Dataset Start Marker
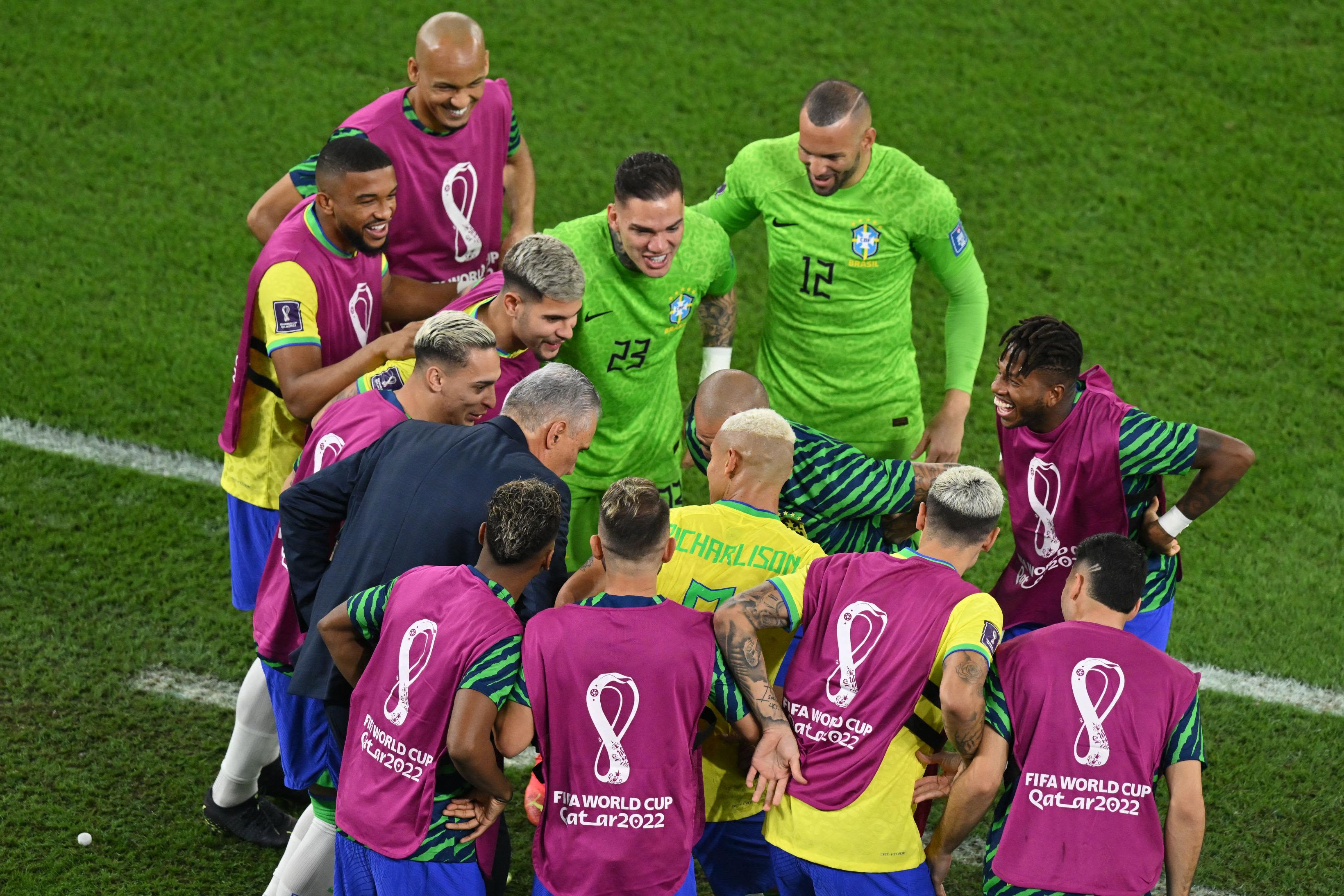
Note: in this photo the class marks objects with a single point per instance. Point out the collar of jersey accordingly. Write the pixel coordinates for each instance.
(622, 601)
(912, 553)
(475, 309)
(500, 592)
(409, 111)
(315, 227)
(747, 508)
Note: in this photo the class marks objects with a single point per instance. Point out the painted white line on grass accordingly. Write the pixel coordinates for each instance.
(147, 458)
(187, 685)
(1287, 692)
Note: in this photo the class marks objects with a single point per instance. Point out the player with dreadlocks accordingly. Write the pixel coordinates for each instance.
(1077, 461)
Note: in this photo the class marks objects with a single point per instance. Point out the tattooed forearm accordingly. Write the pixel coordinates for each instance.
(720, 319)
(1222, 463)
(925, 475)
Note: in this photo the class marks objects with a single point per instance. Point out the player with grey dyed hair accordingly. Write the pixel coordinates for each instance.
(530, 308)
(557, 409)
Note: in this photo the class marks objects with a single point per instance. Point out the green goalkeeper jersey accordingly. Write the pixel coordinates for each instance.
(836, 352)
(625, 342)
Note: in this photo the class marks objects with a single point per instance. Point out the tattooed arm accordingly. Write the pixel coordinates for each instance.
(1222, 461)
(963, 696)
(720, 319)
(736, 625)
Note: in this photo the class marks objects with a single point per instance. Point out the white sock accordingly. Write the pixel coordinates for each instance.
(295, 839)
(311, 870)
(253, 743)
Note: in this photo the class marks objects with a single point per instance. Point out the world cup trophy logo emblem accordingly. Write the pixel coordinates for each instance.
(618, 762)
(409, 668)
(460, 202)
(851, 653)
(1099, 746)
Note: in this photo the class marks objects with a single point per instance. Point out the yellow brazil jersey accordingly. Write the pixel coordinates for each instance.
(269, 437)
(877, 832)
(724, 549)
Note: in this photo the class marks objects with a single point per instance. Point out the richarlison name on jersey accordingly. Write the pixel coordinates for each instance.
(1105, 801)
(638, 813)
(714, 551)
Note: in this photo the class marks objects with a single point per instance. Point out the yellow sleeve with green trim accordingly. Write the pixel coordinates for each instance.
(791, 589)
(976, 624)
(287, 303)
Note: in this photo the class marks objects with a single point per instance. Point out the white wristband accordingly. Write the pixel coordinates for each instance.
(718, 358)
(1174, 522)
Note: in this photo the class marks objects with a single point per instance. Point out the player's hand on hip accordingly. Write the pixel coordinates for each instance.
(773, 764)
(940, 785)
(401, 345)
(1152, 534)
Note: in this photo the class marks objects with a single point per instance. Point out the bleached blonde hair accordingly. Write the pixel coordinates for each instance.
(760, 421)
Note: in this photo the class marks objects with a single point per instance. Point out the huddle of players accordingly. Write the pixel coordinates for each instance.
(1076, 458)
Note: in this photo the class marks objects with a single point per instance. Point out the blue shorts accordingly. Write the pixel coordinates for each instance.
(363, 872)
(800, 878)
(307, 743)
(736, 857)
(1152, 628)
(250, 533)
(687, 887)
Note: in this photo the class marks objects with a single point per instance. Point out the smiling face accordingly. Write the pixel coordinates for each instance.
(835, 155)
(1026, 401)
(362, 205)
(648, 231)
(450, 81)
(543, 326)
(464, 394)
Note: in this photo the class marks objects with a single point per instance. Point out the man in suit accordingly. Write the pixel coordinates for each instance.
(417, 497)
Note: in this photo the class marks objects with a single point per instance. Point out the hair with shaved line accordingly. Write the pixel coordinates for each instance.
(834, 101)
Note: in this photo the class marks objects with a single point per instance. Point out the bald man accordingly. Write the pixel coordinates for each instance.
(459, 155)
(736, 543)
(847, 221)
(836, 495)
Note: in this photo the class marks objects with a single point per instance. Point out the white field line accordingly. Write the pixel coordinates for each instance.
(1285, 692)
(147, 458)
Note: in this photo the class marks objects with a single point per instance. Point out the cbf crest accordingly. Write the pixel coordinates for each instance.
(866, 240)
(681, 307)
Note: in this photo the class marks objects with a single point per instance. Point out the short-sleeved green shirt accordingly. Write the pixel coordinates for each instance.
(627, 339)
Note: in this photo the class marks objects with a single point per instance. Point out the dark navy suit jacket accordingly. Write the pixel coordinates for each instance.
(414, 497)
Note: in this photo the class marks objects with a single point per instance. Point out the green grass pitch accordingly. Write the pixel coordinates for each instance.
(1165, 177)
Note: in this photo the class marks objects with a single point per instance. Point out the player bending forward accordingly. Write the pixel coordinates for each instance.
(615, 687)
(1085, 717)
(730, 546)
(432, 655)
(455, 365)
(896, 649)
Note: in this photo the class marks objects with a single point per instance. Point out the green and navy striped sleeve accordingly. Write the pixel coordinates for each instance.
(997, 708)
(304, 175)
(515, 136)
(495, 672)
(725, 695)
(368, 609)
(1150, 447)
(1187, 741)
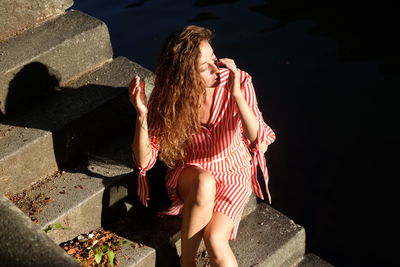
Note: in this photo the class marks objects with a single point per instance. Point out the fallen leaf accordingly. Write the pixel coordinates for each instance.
(71, 251)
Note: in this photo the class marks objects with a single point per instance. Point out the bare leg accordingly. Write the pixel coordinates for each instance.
(196, 187)
(216, 237)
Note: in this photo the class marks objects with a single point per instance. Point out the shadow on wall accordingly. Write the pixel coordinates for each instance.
(29, 87)
(363, 30)
(36, 100)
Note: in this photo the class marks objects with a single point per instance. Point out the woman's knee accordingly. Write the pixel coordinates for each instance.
(217, 232)
(197, 185)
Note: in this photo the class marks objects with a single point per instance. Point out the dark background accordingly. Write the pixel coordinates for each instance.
(325, 76)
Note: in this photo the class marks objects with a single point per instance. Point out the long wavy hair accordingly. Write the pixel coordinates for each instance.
(175, 100)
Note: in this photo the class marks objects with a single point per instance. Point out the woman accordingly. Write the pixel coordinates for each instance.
(201, 121)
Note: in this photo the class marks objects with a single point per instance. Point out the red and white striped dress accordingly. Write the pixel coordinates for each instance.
(221, 149)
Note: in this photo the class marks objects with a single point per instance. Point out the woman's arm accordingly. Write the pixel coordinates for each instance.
(249, 119)
(141, 144)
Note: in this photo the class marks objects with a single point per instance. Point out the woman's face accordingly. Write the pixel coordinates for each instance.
(209, 72)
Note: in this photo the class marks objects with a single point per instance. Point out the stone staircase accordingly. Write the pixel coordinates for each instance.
(65, 157)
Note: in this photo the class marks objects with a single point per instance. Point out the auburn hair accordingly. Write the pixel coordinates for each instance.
(175, 100)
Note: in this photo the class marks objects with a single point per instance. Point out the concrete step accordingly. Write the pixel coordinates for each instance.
(312, 260)
(86, 110)
(24, 244)
(84, 197)
(268, 238)
(19, 15)
(62, 49)
(162, 233)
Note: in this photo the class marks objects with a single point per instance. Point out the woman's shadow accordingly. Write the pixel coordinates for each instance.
(36, 100)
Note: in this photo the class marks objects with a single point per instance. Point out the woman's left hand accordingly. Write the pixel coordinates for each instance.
(234, 77)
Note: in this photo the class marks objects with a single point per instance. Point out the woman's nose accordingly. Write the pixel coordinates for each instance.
(214, 68)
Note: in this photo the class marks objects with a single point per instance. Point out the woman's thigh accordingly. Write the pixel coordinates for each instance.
(196, 184)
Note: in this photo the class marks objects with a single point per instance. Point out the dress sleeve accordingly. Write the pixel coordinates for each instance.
(264, 135)
(142, 187)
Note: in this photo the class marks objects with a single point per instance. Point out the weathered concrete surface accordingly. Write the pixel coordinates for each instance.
(66, 46)
(19, 15)
(131, 256)
(268, 238)
(312, 260)
(89, 195)
(85, 111)
(23, 244)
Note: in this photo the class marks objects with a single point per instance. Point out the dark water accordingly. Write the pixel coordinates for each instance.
(325, 77)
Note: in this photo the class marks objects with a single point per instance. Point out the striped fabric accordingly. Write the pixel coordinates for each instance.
(221, 149)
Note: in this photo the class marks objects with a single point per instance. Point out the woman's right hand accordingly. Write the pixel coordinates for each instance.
(137, 96)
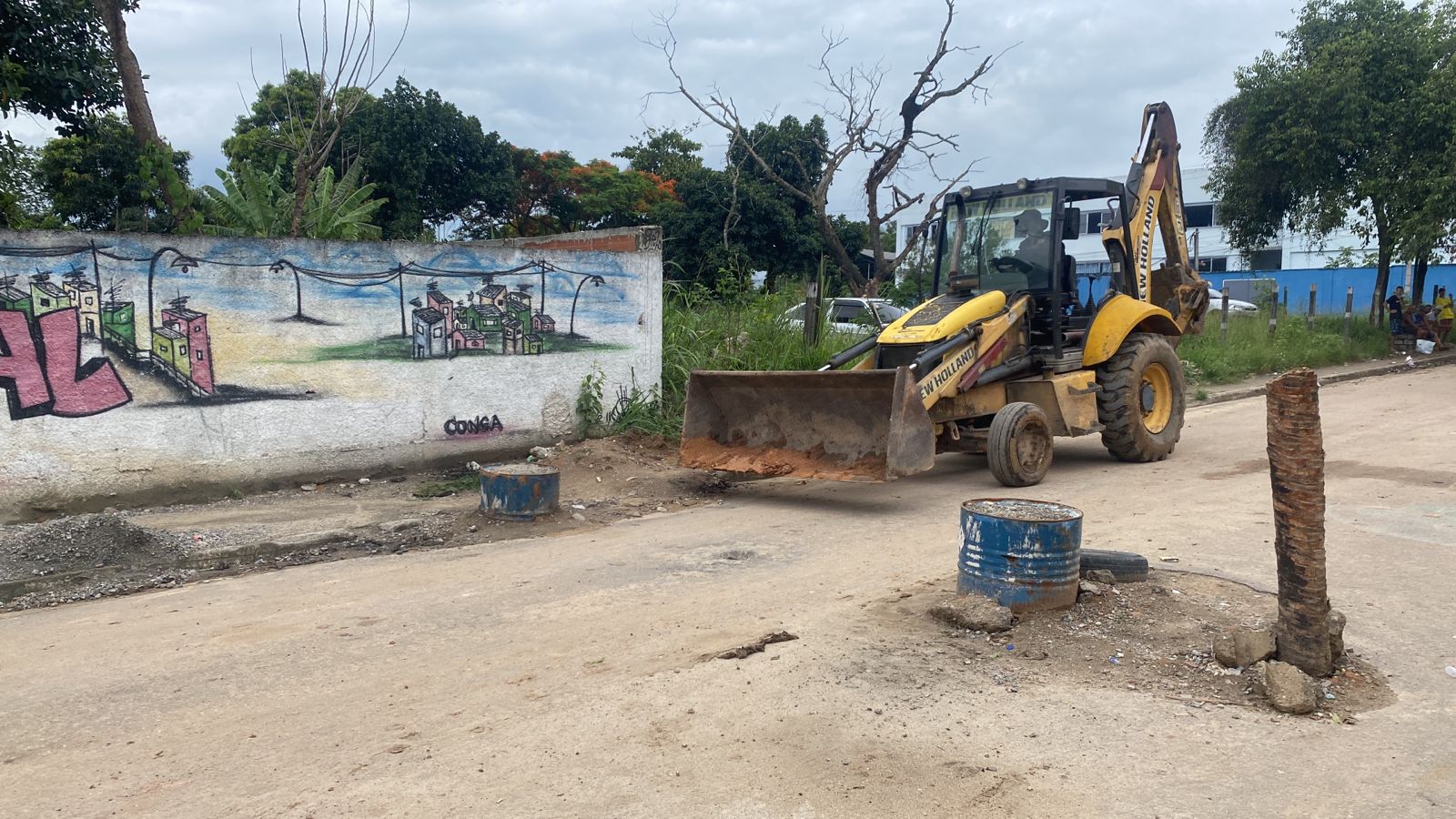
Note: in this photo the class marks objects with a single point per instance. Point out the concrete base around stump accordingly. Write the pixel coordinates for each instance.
(1289, 690)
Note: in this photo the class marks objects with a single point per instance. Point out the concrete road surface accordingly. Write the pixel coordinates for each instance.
(565, 678)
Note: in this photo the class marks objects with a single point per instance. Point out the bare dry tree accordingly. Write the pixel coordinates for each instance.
(138, 111)
(892, 142)
(351, 66)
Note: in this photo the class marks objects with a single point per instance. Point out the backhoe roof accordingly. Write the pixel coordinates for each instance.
(1075, 188)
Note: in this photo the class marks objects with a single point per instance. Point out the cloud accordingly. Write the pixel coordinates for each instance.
(1065, 95)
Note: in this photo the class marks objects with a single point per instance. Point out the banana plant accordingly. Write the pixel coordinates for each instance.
(255, 203)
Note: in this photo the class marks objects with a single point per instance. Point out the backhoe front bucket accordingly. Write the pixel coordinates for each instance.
(844, 426)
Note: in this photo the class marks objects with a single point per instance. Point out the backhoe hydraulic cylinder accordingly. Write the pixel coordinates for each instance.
(844, 358)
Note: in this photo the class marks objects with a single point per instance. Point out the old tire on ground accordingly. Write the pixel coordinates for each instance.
(1140, 402)
(1018, 448)
(1126, 567)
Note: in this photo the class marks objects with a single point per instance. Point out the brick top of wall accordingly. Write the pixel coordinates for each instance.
(616, 242)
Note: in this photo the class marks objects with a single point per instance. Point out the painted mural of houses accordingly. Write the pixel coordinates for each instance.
(85, 296)
(519, 307)
(437, 300)
(492, 295)
(490, 318)
(431, 339)
(118, 327)
(193, 327)
(12, 298)
(466, 339)
(47, 298)
(511, 336)
(169, 353)
(485, 318)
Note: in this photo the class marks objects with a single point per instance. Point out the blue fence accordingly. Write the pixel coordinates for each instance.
(1330, 295)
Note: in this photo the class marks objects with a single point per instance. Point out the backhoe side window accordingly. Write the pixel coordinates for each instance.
(1001, 242)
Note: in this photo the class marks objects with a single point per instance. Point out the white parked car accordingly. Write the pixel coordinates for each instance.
(849, 315)
(1235, 305)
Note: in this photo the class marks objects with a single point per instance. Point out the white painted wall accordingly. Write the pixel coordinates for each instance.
(327, 417)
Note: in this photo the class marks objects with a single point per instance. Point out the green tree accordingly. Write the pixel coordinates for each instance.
(887, 138)
(431, 160)
(666, 153)
(96, 179)
(611, 197)
(1330, 131)
(22, 194)
(258, 203)
(276, 121)
(56, 62)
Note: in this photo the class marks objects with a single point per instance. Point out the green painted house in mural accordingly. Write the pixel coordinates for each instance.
(118, 325)
(482, 318)
(12, 298)
(519, 308)
(169, 350)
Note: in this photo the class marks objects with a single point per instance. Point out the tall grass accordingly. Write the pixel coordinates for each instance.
(1249, 350)
(705, 331)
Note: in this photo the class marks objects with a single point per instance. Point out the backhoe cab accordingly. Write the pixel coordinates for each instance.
(1005, 356)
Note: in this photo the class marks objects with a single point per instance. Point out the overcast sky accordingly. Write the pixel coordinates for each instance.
(1065, 96)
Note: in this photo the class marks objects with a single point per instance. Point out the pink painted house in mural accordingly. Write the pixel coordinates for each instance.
(440, 302)
(193, 325)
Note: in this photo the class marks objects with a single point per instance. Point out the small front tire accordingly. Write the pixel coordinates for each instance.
(1018, 448)
(1140, 402)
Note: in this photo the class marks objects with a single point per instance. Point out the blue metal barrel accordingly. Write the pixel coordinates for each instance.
(1024, 554)
(519, 491)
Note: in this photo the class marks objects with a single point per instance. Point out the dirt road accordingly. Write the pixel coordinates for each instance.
(565, 676)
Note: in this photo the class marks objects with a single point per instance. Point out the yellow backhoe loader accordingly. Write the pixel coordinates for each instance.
(1004, 358)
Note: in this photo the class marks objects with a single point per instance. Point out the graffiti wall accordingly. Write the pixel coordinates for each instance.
(137, 363)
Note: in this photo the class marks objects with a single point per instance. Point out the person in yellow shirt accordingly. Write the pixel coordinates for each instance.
(1445, 312)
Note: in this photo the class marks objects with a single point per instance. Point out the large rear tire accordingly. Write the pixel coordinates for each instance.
(1018, 446)
(1140, 402)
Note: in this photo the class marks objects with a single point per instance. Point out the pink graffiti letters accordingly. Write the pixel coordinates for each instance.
(43, 373)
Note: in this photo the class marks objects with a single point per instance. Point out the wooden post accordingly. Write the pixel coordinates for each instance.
(1298, 477)
(1223, 321)
(1350, 309)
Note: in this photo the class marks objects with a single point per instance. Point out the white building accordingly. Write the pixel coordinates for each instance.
(1290, 251)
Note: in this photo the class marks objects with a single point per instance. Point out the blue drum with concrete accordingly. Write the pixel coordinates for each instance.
(519, 491)
(1024, 554)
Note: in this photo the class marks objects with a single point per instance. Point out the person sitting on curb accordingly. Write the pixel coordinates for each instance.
(1421, 322)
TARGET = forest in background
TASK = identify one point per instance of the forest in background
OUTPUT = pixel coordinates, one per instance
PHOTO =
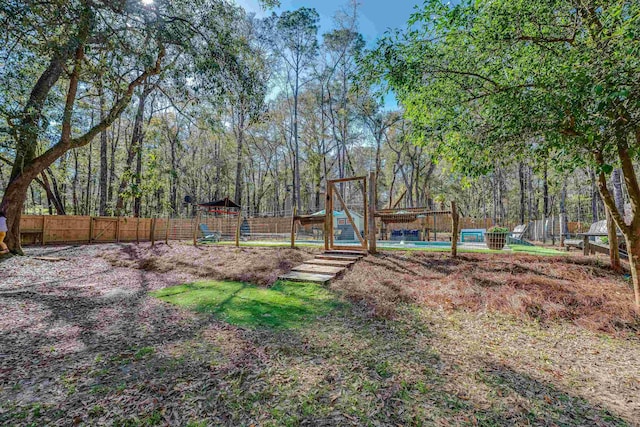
(268, 139)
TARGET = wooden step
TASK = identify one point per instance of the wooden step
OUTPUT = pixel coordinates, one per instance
(298, 276)
(353, 252)
(350, 258)
(319, 269)
(331, 262)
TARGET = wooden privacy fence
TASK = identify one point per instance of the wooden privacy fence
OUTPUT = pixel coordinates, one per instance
(52, 229)
(63, 229)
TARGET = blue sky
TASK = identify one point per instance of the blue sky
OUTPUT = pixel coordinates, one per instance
(376, 16)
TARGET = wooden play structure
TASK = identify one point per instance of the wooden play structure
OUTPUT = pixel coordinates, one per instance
(366, 231)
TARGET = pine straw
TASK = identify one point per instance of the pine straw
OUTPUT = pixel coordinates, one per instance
(576, 289)
(260, 266)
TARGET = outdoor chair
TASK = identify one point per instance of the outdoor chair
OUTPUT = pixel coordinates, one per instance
(597, 228)
(517, 235)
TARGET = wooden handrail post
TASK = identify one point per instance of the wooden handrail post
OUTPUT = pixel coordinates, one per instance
(372, 213)
(454, 230)
(166, 232)
(44, 229)
(293, 227)
(196, 220)
(238, 225)
(152, 231)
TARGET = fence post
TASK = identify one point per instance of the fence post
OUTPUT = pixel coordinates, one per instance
(372, 213)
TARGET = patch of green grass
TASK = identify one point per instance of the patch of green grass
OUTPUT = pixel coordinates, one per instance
(284, 305)
(142, 352)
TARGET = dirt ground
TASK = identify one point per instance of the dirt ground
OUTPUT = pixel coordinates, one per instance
(426, 340)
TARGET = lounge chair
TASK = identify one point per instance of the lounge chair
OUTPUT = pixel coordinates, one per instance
(516, 237)
(208, 235)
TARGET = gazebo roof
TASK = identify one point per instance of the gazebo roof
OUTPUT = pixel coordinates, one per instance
(224, 203)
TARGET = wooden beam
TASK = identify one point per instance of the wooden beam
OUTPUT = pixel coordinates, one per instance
(365, 196)
(293, 227)
(196, 220)
(349, 217)
(395, 205)
(238, 225)
(372, 212)
(44, 229)
(353, 178)
(326, 219)
(152, 232)
(454, 230)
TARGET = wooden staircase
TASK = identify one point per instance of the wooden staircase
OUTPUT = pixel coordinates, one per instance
(324, 267)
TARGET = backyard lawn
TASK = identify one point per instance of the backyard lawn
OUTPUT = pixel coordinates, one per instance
(135, 335)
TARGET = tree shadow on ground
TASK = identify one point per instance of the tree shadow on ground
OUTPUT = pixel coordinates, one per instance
(156, 364)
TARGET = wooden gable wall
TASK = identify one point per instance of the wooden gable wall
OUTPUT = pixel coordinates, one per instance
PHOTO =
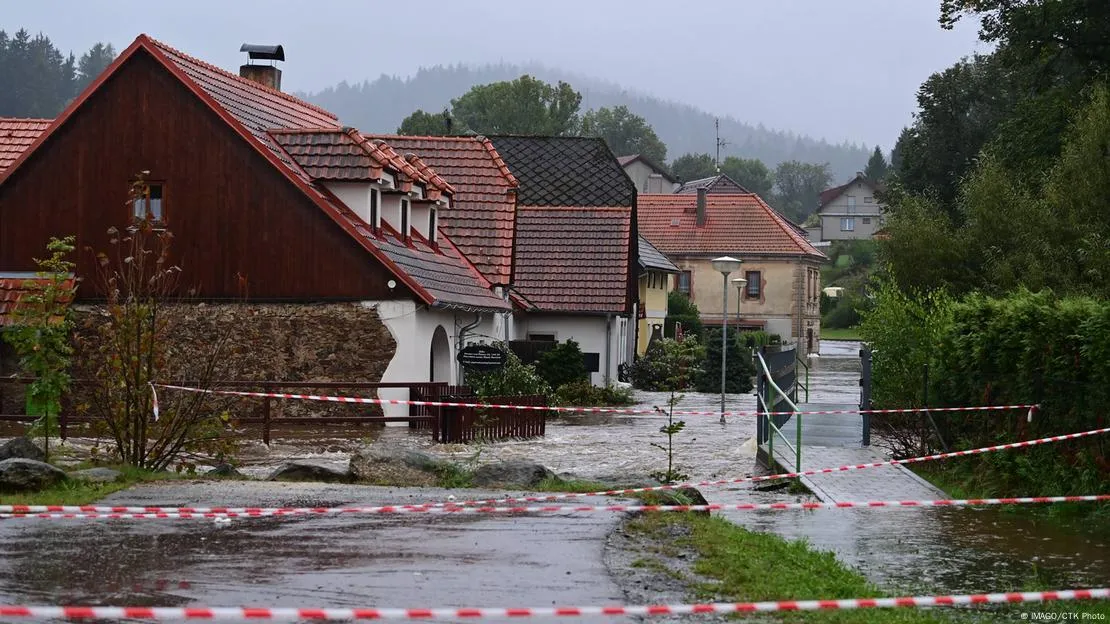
Dataset End Marker
• **Exercise requirements**: The lines above, starting at the one with "TARGET = dirt ground" and ending at the one with "TASK = identify one point per instance of the lounge", are the only ones to return, exactly as written.

• **Output for this task**:
TARGET = dirt ground
TASK = identify one point per instance of the dirt ground
OUTPUT = pixel coordinates, one per instance
(426, 340)
TARGET = lounge chair
TASK = identify one point per instance of the lounge chair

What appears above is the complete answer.